▶ [PROBLEM]: Return, exactly and in full, the lines of the records below starting at the one with "red carpet step -> outline each instance" and ending at the one with "red carpet stairway -> outline each instance", and no other lines.
[[ DATA EXCERPTS open ]]
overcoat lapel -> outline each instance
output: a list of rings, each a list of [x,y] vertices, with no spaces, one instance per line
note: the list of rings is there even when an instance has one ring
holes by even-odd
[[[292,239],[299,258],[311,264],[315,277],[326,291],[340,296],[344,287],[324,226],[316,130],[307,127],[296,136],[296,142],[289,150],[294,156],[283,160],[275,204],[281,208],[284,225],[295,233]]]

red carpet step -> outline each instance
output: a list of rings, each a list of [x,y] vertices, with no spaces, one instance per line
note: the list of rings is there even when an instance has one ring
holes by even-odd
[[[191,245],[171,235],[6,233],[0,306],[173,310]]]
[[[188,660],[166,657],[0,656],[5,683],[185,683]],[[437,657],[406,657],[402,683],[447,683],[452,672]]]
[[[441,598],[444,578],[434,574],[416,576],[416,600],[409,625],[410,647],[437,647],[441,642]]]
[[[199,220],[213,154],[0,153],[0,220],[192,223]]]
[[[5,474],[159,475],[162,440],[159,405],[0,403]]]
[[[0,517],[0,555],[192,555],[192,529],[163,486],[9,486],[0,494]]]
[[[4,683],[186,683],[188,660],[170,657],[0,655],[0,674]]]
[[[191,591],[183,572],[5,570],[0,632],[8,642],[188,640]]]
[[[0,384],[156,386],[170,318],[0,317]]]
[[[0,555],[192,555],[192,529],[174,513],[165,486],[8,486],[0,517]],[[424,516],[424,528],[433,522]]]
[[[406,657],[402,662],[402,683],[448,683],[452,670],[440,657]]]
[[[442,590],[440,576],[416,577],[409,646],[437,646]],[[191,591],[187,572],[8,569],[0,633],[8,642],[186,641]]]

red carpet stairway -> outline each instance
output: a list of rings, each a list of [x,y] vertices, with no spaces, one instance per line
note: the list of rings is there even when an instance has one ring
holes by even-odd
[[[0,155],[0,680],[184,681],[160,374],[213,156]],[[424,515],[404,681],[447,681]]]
[[ DATA EXCERPTS closed ]]
[[ DATA EXCERPTS open ]]
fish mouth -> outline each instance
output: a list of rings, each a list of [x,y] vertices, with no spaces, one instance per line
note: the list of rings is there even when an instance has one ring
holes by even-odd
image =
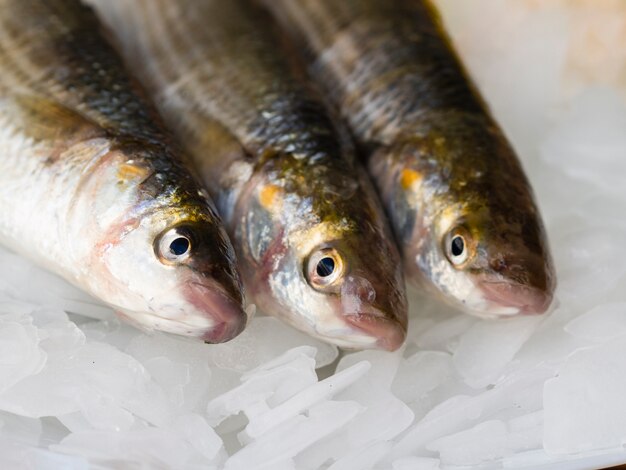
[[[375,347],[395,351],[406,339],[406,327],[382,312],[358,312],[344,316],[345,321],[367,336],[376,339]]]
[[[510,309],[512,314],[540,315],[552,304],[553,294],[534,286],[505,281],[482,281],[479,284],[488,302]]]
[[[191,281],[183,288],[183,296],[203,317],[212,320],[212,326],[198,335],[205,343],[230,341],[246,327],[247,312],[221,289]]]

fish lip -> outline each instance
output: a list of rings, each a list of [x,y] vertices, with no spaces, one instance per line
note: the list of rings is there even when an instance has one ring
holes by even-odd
[[ DATA EXCERPTS closed ]]
▶ [ANSWER SPACE]:
red carpet step -> outline each instance
output: a list of rings, each a list of [x,y] vertices, with no spaces, one instance per line
note: the list of rings is there even when an instance has one ring
holes by even-odd
[[[191,245],[171,235],[6,233],[0,306],[173,310]]]
[[[188,660],[166,657],[0,656],[5,683],[185,683]],[[437,657],[406,657],[402,683],[447,683],[452,672]]]
[[[441,598],[444,578],[434,574],[416,576],[416,600],[409,625],[410,647],[437,647],[441,642]]]
[[[199,220],[213,154],[0,153],[0,220],[192,223]]]
[[[5,474],[159,475],[162,440],[159,405],[0,403]]]
[[[0,517],[0,555],[192,555],[192,529],[163,486],[9,486],[0,494]]]
[[[4,683],[186,683],[188,660],[170,657],[0,655],[0,674]]]
[[[191,591],[183,572],[5,570],[0,632],[8,642],[188,640]]]
[[[0,384],[156,386],[170,318],[0,317]]]
[[[0,555],[192,555],[192,529],[174,513],[165,486],[8,486],[0,517]],[[424,516],[424,528],[433,522]]]
[[[406,657],[402,662],[402,683],[448,683],[452,670],[440,657]]]
[[[442,590],[440,576],[416,577],[409,646],[437,646]],[[191,591],[187,572],[8,569],[0,633],[8,642],[186,641]]]

red carpet stairway -> outline each instance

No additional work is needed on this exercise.